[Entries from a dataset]
=-=-=

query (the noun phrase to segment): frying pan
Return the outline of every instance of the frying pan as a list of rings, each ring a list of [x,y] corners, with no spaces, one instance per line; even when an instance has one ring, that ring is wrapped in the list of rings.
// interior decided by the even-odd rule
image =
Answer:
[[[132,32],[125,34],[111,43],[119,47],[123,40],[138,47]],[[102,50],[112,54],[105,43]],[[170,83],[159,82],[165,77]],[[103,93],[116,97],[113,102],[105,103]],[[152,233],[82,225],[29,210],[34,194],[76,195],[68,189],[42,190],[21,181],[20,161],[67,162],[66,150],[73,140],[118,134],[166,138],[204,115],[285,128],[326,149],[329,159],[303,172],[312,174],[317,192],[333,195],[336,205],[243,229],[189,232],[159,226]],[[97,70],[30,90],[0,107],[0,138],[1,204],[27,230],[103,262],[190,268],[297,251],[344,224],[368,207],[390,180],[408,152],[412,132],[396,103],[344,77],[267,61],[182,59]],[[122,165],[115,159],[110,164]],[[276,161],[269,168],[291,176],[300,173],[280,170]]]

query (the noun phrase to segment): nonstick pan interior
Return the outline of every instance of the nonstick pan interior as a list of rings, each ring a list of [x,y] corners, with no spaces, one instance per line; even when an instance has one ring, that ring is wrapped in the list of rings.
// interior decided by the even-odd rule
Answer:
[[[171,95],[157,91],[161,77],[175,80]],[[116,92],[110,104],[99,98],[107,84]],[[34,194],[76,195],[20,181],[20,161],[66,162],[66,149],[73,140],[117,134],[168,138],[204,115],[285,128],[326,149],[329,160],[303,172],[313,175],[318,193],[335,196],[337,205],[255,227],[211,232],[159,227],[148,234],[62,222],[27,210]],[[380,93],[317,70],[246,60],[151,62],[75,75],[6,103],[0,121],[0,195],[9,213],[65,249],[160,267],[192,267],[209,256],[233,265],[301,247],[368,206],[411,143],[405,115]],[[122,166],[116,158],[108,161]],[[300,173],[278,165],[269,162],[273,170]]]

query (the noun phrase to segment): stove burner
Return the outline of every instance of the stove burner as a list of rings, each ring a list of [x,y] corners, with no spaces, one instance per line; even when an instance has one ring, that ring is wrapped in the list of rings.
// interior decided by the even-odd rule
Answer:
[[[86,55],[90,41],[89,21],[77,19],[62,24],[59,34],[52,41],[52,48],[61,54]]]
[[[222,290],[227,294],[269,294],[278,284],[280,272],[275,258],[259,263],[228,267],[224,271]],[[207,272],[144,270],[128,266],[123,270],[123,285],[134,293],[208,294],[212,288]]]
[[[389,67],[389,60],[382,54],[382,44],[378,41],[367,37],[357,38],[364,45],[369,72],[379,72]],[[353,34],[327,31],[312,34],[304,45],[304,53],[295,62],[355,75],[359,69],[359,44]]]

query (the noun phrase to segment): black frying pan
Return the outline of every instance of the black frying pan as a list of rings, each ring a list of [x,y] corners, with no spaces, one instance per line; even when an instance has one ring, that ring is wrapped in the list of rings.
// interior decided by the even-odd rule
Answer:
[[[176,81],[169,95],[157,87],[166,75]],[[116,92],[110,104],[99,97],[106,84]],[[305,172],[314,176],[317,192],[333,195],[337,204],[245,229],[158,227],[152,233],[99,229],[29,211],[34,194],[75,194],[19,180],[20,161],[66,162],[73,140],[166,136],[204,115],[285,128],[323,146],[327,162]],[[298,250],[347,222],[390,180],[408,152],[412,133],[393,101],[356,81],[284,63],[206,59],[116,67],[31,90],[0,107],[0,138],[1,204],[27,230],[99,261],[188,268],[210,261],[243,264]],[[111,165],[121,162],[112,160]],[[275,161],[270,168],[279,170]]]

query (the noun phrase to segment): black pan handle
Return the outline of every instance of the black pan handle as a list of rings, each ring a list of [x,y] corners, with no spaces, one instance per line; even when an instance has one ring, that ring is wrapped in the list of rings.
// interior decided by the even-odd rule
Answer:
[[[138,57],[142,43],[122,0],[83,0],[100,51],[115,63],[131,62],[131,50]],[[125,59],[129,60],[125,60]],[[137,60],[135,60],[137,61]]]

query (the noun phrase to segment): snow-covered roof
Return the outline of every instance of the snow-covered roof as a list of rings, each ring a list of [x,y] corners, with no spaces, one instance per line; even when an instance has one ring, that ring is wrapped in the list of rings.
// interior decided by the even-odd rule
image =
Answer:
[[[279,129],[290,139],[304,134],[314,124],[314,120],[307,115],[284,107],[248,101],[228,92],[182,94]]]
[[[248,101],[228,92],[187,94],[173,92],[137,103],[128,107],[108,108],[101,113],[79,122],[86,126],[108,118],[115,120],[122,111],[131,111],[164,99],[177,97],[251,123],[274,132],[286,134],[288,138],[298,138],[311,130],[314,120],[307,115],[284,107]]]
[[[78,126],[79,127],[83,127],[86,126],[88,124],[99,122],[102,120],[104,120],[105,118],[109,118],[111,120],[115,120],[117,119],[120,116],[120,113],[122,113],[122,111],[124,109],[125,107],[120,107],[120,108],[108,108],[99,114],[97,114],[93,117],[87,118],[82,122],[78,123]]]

=-=-=

■ PROBLEM TO SOLVE
Could you reproduce the data from the line containing "query (the noun phrase to segment): snow-covered" through the end of the data, renaming "snow-covered roof" to "snowy rooftop" and keeping everything else unchanged?

■ EXERCISE ANSWER
query (the noun phrase to segment): snowy rooftop
Return the outline of every instance of the snowy rooftop as a list of rings, each ring a list of [x,y] corners, with no spaces, one instance per line; even when an instance has one ring, that ring is wrapped in the list of rings.
// interior decided by the even-odd rule
image =
Answer:
[[[279,129],[290,139],[304,134],[314,124],[314,120],[307,115],[284,107],[248,101],[228,92],[182,94]]]
[[[248,101],[228,92],[187,94],[173,92],[137,103],[128,107],[108,108],[101,113],[79,122],[86,126],[108,118],[115,120],[122,111],[131,111],[164,99],[177,97],[251,123],[274,132],[286,134],[288,138],[298,138],[311,130],[314,120],[307,115],[284,107]]]
[[[78,126],[79,127],[83,127],[86,126],[88,124],[99,122],[102,120],[104,120],[105,118],[109,118],[111,120],[115,120],[117,119],[120,116],[120,113],[122,113],[122,111],[124,109],[125,107],[120,107],[120,108],[108,108],[99,114],[97,114],[93,117],[87,118],[82,122],[78,123]]]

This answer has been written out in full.